**WRITTEN INSTRUCTION**: Please find every line below that contains the word "flower" and copy each one out. Case counts.

(Lines of data)
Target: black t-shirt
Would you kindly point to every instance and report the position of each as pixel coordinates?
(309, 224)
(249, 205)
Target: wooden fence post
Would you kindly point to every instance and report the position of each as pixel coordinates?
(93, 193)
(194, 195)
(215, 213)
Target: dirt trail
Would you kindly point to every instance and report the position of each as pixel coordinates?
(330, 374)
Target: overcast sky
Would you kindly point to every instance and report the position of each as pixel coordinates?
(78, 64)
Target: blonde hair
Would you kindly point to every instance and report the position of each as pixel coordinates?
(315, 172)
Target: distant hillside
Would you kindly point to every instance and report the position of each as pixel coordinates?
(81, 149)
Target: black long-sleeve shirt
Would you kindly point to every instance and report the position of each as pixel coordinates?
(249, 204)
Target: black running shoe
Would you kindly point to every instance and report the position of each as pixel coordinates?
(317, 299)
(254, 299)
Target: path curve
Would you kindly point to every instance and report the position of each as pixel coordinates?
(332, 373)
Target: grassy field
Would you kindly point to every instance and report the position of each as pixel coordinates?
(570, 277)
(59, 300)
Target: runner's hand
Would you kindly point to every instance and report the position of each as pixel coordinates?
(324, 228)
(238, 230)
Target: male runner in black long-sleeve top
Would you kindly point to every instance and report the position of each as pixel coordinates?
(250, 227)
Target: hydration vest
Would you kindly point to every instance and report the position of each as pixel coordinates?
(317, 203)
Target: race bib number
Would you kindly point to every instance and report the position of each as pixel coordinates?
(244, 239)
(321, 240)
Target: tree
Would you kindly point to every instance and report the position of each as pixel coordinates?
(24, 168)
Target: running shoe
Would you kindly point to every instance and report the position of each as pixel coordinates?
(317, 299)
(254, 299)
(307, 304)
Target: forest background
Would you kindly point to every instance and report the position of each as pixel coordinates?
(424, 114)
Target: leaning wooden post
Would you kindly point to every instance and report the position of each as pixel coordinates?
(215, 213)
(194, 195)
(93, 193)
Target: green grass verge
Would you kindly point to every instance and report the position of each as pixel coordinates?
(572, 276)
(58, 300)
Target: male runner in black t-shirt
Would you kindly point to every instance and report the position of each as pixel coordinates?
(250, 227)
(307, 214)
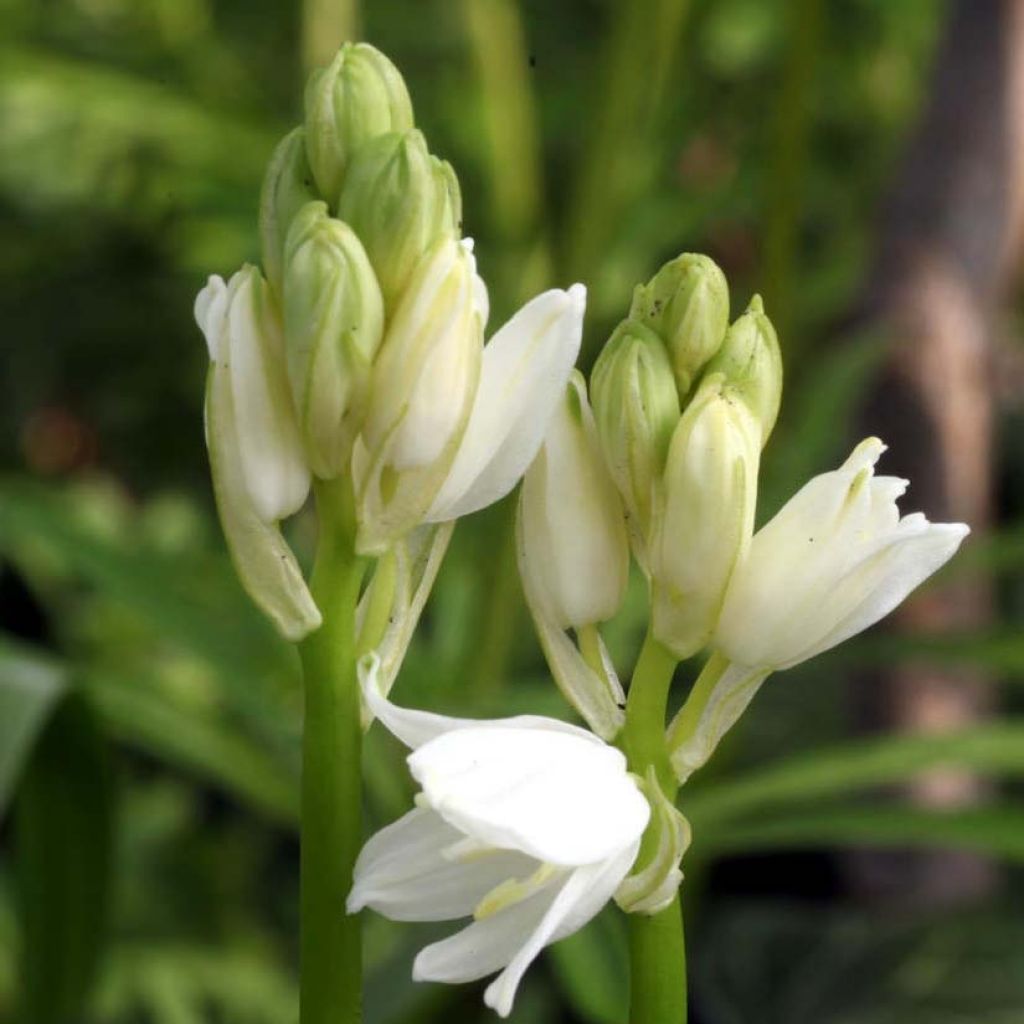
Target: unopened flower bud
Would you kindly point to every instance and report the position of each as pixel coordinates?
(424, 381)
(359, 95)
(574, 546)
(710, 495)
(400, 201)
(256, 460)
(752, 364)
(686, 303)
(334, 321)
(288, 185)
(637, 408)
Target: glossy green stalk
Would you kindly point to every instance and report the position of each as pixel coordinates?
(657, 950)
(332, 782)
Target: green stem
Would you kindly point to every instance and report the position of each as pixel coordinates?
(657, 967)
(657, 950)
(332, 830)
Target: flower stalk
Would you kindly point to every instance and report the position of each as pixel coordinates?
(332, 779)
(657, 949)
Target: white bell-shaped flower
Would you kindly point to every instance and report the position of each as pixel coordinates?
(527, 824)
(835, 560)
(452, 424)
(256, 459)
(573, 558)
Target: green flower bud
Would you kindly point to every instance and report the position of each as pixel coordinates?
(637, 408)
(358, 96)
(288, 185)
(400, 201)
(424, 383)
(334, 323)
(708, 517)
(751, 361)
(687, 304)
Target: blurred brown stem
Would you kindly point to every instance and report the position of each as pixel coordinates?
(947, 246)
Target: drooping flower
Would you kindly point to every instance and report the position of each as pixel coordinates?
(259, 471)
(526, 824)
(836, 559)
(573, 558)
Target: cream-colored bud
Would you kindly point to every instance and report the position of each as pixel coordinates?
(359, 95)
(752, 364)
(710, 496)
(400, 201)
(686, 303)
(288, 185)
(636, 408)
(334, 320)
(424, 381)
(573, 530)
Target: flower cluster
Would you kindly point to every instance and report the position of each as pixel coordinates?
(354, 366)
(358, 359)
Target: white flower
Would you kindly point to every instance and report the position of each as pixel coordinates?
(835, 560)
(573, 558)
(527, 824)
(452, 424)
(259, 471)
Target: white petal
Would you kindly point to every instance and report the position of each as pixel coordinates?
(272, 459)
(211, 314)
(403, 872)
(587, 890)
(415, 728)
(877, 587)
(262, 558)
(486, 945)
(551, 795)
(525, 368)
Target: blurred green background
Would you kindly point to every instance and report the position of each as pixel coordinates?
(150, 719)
--
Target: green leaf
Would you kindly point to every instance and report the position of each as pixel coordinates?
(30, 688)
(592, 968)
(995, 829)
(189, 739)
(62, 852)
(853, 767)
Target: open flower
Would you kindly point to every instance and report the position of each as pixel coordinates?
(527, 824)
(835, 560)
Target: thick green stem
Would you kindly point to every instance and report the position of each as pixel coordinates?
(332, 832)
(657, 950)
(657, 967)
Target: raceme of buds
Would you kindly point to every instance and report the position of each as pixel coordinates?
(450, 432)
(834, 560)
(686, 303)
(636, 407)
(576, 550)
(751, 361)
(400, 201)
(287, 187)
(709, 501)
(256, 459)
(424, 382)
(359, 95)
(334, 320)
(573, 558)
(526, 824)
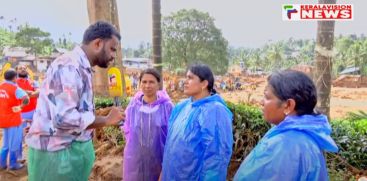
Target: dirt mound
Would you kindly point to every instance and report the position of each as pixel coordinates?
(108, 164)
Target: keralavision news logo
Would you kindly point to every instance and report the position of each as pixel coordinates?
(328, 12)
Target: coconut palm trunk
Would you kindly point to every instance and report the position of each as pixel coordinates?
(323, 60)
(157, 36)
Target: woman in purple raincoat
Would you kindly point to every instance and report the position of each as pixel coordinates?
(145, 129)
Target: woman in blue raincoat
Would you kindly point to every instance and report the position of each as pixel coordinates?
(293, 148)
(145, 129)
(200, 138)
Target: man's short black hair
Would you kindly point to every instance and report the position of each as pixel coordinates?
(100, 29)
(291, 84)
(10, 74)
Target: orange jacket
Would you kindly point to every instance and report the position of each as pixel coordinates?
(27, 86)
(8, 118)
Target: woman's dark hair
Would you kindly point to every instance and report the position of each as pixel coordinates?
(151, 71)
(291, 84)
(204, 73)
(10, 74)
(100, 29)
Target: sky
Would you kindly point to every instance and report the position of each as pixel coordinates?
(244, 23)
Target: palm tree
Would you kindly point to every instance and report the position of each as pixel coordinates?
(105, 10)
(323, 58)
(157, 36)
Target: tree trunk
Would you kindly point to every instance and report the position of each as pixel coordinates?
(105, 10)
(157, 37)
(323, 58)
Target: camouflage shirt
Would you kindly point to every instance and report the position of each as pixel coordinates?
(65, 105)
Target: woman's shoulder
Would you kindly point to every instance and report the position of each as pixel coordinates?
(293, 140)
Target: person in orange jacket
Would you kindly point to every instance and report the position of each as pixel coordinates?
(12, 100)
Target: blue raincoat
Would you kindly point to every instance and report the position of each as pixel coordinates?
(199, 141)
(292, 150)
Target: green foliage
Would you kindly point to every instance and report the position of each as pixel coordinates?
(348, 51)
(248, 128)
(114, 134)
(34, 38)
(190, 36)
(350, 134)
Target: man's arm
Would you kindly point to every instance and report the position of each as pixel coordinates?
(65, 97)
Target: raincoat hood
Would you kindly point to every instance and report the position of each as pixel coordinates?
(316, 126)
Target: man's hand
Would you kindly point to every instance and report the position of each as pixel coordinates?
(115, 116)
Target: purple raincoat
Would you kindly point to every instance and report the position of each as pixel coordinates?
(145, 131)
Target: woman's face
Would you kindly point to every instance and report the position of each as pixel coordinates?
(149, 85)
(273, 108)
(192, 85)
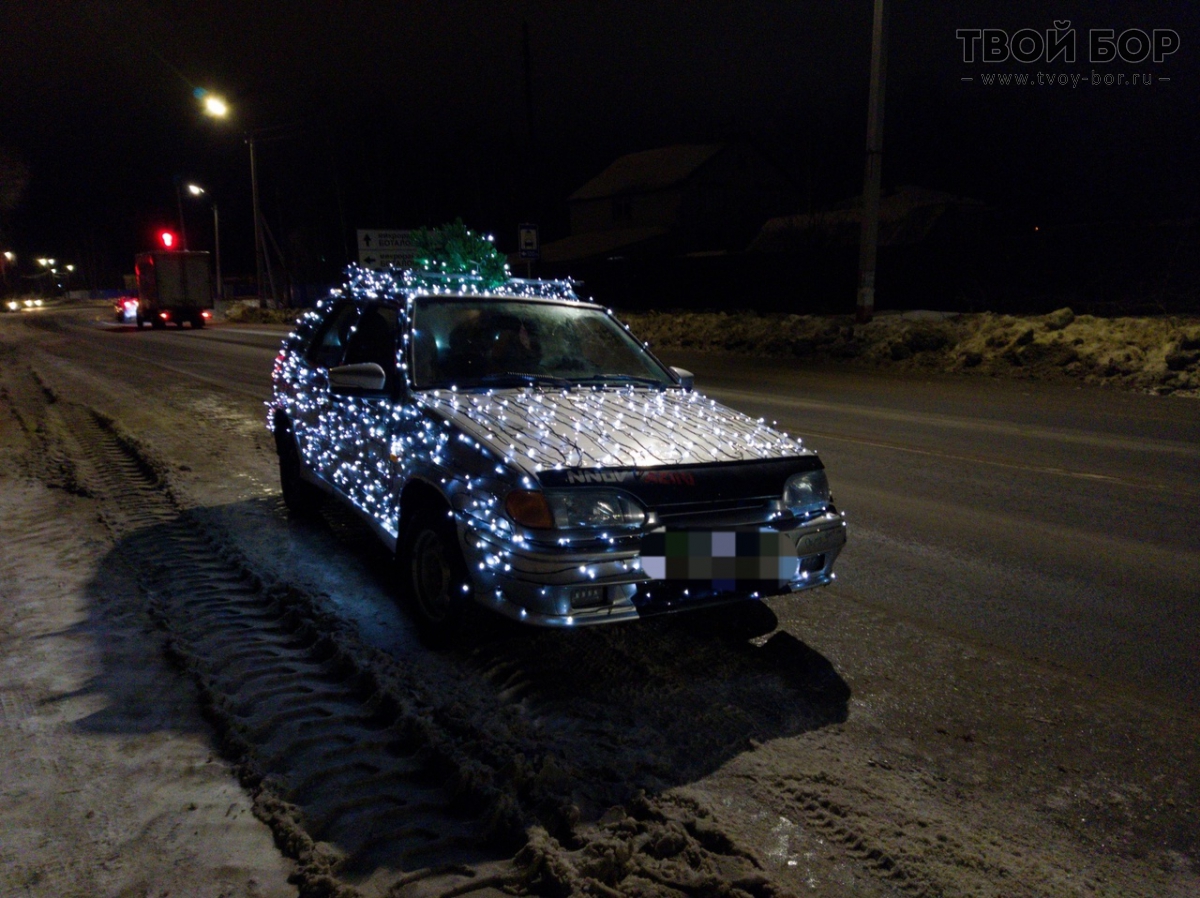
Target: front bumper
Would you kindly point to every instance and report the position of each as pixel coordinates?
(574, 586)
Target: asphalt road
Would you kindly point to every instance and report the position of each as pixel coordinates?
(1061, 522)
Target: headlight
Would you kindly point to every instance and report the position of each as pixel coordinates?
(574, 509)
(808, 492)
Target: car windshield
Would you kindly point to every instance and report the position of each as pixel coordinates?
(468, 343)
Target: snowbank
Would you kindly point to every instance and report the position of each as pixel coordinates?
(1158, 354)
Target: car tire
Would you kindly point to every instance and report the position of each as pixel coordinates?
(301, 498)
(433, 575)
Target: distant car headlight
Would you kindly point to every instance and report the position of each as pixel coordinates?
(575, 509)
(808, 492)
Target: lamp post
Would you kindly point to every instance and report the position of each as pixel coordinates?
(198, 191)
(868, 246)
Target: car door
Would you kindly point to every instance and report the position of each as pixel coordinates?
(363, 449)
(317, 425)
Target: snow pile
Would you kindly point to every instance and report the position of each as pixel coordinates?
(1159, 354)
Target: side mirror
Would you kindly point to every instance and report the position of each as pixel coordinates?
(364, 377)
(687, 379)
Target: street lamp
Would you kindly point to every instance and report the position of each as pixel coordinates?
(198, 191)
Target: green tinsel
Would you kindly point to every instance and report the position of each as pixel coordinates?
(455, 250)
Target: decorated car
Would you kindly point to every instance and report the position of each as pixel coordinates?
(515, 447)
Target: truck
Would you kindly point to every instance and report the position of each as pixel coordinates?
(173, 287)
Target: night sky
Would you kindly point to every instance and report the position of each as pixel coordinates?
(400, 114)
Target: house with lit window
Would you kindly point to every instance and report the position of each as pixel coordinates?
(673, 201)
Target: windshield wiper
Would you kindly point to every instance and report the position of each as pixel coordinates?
---
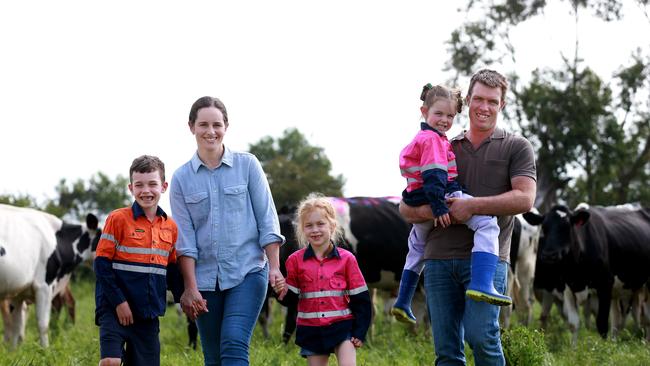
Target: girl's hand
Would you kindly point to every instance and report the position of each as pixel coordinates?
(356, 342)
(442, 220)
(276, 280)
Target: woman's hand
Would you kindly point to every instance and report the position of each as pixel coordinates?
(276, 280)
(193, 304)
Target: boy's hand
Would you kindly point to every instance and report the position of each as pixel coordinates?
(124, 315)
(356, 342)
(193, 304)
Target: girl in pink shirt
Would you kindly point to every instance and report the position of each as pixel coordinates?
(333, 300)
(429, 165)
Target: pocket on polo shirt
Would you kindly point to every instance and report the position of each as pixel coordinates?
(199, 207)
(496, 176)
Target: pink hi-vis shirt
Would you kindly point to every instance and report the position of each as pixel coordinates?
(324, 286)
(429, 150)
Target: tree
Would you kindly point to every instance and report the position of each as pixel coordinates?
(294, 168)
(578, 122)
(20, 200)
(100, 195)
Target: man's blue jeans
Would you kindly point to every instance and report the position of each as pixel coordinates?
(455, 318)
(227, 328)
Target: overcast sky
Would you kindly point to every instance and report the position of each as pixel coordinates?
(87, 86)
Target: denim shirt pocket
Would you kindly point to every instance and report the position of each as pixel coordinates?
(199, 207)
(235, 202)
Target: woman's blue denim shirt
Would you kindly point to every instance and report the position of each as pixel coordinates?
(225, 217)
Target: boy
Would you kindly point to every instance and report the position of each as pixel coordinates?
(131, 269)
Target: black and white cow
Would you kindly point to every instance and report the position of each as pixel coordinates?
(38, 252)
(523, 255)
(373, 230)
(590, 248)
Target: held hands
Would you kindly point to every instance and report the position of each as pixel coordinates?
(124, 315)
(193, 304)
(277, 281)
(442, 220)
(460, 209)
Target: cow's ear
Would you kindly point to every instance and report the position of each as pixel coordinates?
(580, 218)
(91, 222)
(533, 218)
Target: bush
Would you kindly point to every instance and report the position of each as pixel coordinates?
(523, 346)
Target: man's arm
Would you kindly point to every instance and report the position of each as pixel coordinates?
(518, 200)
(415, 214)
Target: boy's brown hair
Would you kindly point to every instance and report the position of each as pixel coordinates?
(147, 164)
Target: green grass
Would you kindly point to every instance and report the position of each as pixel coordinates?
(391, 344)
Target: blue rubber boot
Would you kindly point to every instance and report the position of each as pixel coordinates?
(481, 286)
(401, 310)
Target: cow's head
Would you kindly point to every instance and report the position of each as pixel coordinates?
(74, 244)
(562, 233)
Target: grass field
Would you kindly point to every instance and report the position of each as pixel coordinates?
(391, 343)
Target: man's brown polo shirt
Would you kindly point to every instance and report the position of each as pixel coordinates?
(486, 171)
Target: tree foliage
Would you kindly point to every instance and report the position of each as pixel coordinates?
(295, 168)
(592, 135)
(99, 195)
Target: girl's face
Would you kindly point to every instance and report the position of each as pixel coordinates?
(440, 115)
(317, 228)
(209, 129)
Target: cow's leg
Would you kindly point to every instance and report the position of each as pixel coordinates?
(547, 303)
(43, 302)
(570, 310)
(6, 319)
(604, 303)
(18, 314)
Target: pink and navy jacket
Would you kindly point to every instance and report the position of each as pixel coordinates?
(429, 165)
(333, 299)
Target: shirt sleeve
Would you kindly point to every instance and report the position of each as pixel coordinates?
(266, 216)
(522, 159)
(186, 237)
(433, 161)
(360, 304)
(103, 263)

**EXERCISE RESULT**:
Target: unopened flower bud
Target: flower stalk
Target: white bell-shaped flower
Target: green flower bud
Target: drooping flower
Target: flower cluster
Target: white flower
Target: open flower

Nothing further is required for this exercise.